_ASSIGNED TASK:_ In the data below, find the line containing "# response lists one point per instance, each like pixel 580", then set down that line and every later line up to and including the line containing "# response lists one point per instance, each like pixel 593", exactly.
═════ DATA TO PROCESS
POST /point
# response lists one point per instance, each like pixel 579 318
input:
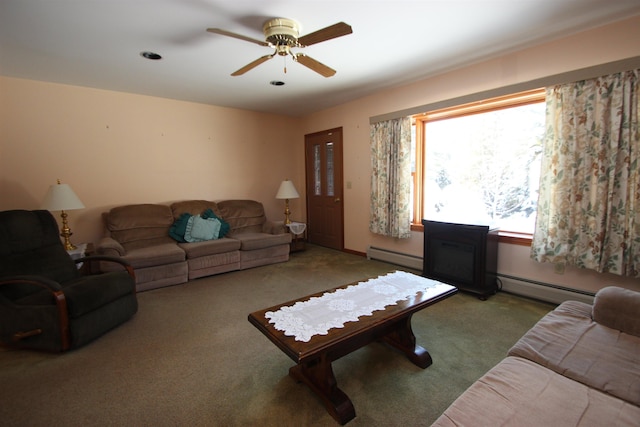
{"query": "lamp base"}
pixel 287 212
pixel 65 233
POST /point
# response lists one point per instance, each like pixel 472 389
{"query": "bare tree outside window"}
pixel 484 167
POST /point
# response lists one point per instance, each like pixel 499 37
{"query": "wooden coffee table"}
pixel 391 325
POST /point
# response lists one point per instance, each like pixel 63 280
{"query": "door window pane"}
pixel 317 171
pixel 330 171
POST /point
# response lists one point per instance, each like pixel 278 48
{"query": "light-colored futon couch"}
pixel 140 234
pixel 578 366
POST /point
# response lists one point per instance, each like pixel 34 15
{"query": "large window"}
pixel 480 162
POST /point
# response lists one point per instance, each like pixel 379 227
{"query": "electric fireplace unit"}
pixel 463 255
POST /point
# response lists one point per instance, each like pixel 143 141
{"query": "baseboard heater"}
pixel 542 291
pixel 516 285
pixel 397 258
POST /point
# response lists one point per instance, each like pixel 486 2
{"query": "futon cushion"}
pixel 618 308
pixel 518 392
pixel 570 343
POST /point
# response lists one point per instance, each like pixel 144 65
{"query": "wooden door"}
pixel 323 155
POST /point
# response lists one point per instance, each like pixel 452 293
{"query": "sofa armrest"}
pixel 108 246
pixel 274 227
pixel 618 308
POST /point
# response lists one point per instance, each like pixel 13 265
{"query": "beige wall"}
pixel 603 45
pixel 117 148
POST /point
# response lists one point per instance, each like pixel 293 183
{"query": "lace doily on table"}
pixel 317 315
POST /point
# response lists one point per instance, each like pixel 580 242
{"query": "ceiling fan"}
pixel 282 35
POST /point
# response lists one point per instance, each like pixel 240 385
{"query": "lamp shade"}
pixel 287 191
pixel 61 197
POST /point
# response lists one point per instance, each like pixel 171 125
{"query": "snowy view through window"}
pixel 485 168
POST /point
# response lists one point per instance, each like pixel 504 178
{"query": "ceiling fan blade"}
pixel 314 65
pixel 331 32
pixel 236 36
pixel 252 65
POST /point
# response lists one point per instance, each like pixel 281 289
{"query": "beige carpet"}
pixel 190 358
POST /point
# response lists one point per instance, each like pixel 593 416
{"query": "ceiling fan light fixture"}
pixel 279 31
pixel 150 55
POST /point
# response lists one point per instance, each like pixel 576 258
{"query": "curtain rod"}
pixel 568 77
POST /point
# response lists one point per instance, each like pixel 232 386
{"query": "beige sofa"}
pixel 140 235
pixel 578 366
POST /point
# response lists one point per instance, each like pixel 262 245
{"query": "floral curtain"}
pixel 391 178
pixel 589 203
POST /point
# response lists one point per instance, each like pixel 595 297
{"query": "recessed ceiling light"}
pixel 150 55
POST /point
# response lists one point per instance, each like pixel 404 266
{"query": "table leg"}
pixel 318 375
pixel 403 339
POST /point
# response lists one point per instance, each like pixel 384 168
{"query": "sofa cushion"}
pixel 517 392
pixel 244 216
pixel 224 225
pixel 139 226
pixel 252 241
pixel 570 343
pixel 200 229
pixel 194 207
pixel 179 227
pixel 209 247
pixel 166 253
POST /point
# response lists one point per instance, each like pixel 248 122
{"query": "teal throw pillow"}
pixel 179 227
pixel 224 225
pixel 200 229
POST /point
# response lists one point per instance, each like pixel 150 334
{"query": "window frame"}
pixel 487 105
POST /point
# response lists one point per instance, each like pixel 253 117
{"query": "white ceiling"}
pixel 97 43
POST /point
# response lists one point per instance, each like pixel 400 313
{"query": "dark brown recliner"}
pixel 46 302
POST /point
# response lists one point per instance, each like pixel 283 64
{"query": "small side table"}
pixel 299 231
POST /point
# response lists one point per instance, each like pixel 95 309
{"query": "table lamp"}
pixel 287 191
pixel 61 197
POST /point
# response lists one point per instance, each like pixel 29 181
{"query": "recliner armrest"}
pixel 618 308
pixel 109 246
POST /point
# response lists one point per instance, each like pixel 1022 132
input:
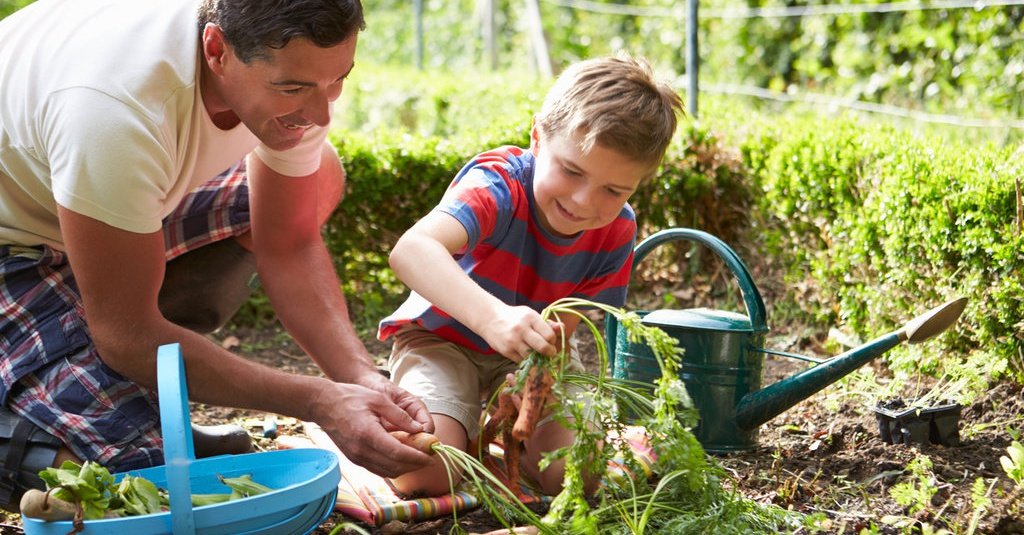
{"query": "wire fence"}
pixel 681 13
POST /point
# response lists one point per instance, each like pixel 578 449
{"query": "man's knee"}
pixel 204 288
pixel 25 451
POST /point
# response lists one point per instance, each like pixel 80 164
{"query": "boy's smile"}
pixel 577 191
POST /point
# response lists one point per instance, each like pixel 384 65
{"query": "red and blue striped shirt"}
pixel 512 256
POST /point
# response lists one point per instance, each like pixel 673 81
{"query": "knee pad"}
pixel 204 288
pixel 25 451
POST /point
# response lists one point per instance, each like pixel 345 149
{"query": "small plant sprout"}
pixel 1014 463
pixel 916 493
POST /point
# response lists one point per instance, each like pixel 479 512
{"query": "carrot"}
pixel 505 411
pixel 535 396
pixel 39 504
pixel 422 441
pixel 512 453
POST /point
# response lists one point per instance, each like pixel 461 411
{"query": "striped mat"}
pixel 369 498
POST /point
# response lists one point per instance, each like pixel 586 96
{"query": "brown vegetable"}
pixel 506 411
pixel 39 504
pixel 422 441
pixel 535 396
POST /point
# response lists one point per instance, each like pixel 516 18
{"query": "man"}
pixel 120 230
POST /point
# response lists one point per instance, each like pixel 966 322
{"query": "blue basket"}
pixel 305 481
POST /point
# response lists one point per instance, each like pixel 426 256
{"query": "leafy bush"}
pixel 844 224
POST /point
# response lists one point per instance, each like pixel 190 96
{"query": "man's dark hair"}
pixel 252 27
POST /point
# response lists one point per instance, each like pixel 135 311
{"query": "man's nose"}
pixel 317 109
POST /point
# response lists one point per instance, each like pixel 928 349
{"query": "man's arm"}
pixel 422 258
pixel 119 275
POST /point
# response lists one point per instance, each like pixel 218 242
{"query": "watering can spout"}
pixel 758 407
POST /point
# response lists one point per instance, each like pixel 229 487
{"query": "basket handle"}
pixel 752 297
pixel 178 448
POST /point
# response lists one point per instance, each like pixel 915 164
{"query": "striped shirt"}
pixel 512 256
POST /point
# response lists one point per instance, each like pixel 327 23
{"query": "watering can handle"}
pixel 752 297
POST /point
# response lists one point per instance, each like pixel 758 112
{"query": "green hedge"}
pixel 887 224
pixel 843 223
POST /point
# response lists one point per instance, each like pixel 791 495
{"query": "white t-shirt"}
pixel 100 113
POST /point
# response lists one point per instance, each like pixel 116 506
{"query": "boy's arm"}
pixel 422 259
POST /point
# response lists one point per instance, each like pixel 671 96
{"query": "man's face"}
pixel 578 192
pixel 279 98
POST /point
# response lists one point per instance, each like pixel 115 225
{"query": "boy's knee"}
pixel 431 481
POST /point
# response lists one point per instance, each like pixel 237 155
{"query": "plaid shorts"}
pixel 50 372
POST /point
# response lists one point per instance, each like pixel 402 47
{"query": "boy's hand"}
pixel 517 330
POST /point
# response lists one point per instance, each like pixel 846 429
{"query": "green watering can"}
pixel 724 354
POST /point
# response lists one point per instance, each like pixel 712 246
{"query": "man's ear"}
pixel 214 47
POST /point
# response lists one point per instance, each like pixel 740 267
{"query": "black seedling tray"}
pixel 899 423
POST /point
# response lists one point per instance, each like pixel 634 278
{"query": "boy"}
pixel 516 231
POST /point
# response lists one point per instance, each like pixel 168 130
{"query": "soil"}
pixel 824 456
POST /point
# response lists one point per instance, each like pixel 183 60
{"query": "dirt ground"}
pixel 824 455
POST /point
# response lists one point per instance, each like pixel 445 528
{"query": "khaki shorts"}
pixel 451 379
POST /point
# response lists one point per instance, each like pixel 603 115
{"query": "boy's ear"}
pixel 535 135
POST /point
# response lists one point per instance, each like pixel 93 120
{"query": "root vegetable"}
pixel 422 441
pixel 506 411
pixel 535 396
pixel 39 504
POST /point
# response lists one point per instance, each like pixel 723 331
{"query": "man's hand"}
pixel 416 412
pixel 358 419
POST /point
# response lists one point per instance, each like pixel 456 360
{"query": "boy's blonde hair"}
pixel 615 103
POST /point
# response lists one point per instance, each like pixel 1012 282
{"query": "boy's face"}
pixel 578 192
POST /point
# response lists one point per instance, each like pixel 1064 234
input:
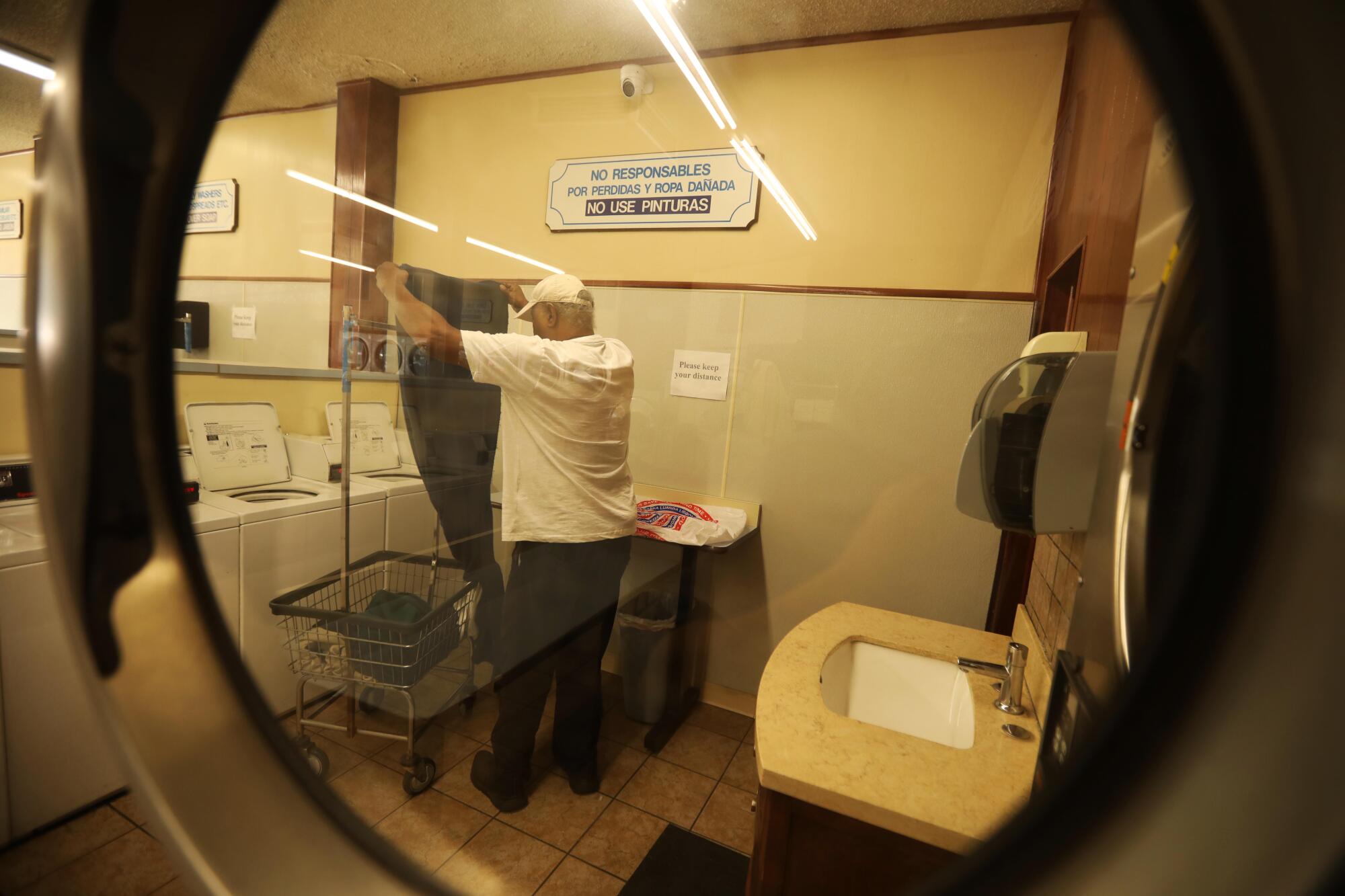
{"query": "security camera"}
pixel 636 81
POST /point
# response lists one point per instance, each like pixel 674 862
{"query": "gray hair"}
pixel 576 315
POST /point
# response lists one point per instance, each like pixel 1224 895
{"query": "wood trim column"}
pixel 367 163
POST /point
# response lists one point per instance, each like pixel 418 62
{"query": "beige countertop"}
pixel 941 795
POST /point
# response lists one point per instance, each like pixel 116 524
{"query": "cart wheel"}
pixel 371 700
pixel 420 779
pixel 317 760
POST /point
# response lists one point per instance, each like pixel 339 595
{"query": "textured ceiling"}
pixel 311 45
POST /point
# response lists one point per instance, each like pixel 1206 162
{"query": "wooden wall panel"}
pixel 1108 114
pixel 367 163
pixel 1102 145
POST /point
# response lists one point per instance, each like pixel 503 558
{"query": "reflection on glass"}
pixel 492 545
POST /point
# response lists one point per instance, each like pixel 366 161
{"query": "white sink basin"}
pixel 914 694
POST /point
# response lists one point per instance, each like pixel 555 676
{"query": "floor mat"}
pixel 685 864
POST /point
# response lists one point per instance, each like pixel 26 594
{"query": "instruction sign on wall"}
pixel 11 218
pixel 654 192
pixel 701 374
pixel 215 208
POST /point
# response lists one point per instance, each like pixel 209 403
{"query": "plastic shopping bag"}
pixel 688 524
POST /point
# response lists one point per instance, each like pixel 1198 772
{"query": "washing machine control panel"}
pixel 17 482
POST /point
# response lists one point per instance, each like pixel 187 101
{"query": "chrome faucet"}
pixel 1011 674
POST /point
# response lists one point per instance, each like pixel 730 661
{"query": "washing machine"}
pixel 57 755
pixel 290 529
pixel 381 456
pixel 54 754
pixel 217 537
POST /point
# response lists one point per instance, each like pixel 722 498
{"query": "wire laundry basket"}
pixel 326 638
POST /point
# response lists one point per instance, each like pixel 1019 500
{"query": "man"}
pixel 570 507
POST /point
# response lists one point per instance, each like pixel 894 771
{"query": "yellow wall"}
pixel 278 216
pixel 301 403
pixel 17 184
pixel 921 162
pixel 14 421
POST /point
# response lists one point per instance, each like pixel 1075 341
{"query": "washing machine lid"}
pixel 24 518
pixel 21 537
pixel 237 446
pixel 373 442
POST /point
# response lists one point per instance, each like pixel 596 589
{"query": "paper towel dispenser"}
pixel 1036 435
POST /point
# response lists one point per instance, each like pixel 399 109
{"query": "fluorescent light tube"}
pixel 364 201
pixel 754 161
pixel 693 57
pixel 513 255
pixel 336 261
pixel 677 57
pixel 21 61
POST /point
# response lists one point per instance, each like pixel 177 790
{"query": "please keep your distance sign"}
pixel 700 374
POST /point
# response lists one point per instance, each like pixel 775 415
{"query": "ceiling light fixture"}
pixel 513 255
pixel 670 45
pixel 22 61
pixel 695 58
pixel 336 261
pixel 754 161
pixel 364 201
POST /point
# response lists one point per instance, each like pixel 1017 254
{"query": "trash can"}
pixel 646 622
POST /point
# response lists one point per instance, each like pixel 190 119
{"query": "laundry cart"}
pixel 392 623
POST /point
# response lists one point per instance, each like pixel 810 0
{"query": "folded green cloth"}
pixel 395 606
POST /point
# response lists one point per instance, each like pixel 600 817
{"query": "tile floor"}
pixel 704 780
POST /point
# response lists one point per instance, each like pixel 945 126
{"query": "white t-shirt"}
pixel 566 424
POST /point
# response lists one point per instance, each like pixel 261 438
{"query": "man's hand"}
pixel 514 294
pixel 419 321
pixel 389 278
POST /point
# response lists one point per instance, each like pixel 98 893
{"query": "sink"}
pixel 918 696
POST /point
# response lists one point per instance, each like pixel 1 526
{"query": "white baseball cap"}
pixel 559 288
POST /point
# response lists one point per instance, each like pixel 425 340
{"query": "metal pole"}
pixel 348 327
pixel 348 331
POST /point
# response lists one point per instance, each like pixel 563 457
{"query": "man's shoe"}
pixel 486 778
pixel 584 779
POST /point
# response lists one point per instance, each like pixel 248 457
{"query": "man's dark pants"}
pixel 559 611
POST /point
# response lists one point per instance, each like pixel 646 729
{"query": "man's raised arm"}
pixel 422 323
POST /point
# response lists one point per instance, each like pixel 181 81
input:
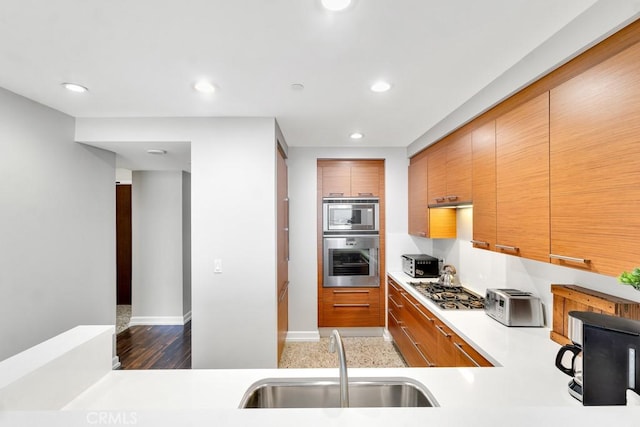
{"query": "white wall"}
pixel 480 269
pixel 598 22
pixel 157 243
pixel 302 162
pixel 186 245
pixel 57 227
pixel 233 219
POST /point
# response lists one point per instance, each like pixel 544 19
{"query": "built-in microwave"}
pixel 348 215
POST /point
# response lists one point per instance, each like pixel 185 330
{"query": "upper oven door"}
pixel 351 261
pixel 342 215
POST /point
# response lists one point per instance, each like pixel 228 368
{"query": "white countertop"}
pixel 525 389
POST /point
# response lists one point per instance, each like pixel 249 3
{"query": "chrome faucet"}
pixel 344 380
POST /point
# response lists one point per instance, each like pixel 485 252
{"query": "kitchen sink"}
pixel 325 393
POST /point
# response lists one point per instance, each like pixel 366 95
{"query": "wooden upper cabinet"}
pixel 365 181
pixel 350 179
pixel 336 181
pixel 418 221
pixel 450 170
pixel 483 170
pixel 434 223
pixel 437 173
pixel 459 169
pixel 595 167
pixel 522 180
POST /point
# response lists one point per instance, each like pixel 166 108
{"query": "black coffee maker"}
pixel 610 357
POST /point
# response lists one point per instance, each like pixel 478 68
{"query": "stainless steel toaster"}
pixel 513 307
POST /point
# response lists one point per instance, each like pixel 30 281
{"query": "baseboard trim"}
pixel 354 332
pixel 157 320
pixel 303 336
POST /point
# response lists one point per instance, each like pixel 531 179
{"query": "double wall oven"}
pixel 351 242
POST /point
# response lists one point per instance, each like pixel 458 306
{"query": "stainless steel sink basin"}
pixel 325 393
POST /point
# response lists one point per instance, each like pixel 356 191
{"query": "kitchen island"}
pixel 524 389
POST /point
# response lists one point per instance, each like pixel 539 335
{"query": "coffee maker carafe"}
pixel 608 350
pixel 575 350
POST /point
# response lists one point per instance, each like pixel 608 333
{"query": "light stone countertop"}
pixel 525 389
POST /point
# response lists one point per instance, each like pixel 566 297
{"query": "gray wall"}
pixel 57 227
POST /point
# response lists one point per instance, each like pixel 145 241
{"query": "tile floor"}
pixel 123 316
pixel 361 352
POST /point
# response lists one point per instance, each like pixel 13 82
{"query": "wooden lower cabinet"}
pixel 422 338
pixel 351 307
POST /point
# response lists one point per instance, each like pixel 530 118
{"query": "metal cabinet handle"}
pixel 570 259
pixel 419 348
pixel 394 285
pixel 351 305
pixel 286 228
pixel 399 322
pixel 419 310
pixel 416 345
pixel 394 302
pixel 459 347
pixel 442 331
pixel 284 291
pixel 508 248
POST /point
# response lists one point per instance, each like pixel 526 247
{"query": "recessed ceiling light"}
pixel 74 87
pixel 336 5
pixel 204 87
pixel 380 86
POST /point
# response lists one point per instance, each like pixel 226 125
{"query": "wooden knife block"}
pixel 568 298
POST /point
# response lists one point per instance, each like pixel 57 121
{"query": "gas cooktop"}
pixel 449 297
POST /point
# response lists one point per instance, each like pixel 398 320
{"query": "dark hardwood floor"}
pixel 155 347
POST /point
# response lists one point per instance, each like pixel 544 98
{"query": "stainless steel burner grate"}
pixel 450 297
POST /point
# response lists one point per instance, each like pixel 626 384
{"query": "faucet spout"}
pixel 344 380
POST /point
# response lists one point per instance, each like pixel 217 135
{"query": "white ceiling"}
pixel 140 58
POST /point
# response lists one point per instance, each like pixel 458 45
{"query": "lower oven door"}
pixel 351 261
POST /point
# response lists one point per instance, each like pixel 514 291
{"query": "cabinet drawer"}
pixel 351 296
pixel 353 307
pixel 421 325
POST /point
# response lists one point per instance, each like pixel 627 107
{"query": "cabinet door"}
pixel 522 180
pixel 418 218
pixel 336 181
pixel 595 167
pixel 437 173
pixel 459 169
pixel 365 181
pixel 484 186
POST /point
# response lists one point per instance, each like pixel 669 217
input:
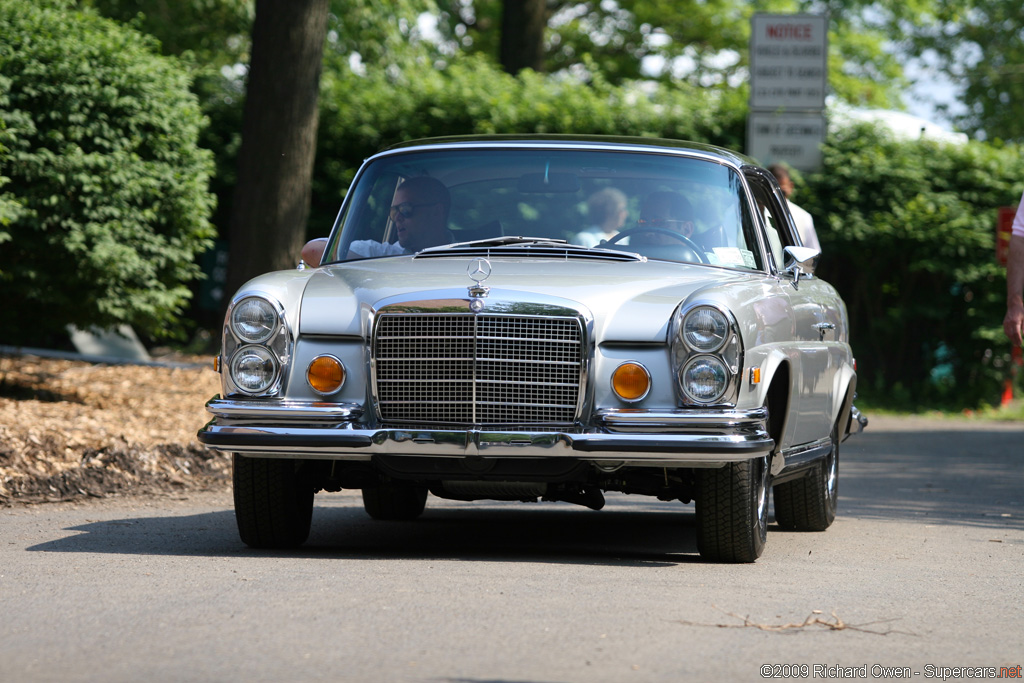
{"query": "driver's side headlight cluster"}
pixel 256 347
pixel 707 352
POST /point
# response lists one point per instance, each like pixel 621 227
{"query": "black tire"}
pixel 391 502
pixel 732 511
pixel 808 504
pixel 273 504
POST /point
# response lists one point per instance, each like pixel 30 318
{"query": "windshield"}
pixel 660 206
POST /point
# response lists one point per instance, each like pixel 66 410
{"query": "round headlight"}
pixel 326 375
pixel 631 381
pixel 705 379
pixel 254 369
pixel 706 329
pixel 254 319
══════════
_TASK RESPONSE:_
# response lists one point per instance, each like pixel 580 242
{"query": "ceiling fan"}
pixel 282 35
POST /point
# response lists one point per instance, each like pixel 240 385
{"query": "lamp shade"}
pixel 287 191
pixel 61 197
POST /point
# response lists one point per instance, each like pixel 171 125
{"query": "snowy view through window"}
pixel 485 168
POST /point
# response lists one point per instance, each like pixel 504 178
{"query": "ceiling fan blade"}
pixel 314 65
pixel 331 32
pixel 236 36
pixel 252 65
POST /point
# response lists one point per instance, each like pixel 281 289
{"query": "beige carpet"}
pixel 190 358
POST /point
# response lists one point per instance, each like pixel 593 416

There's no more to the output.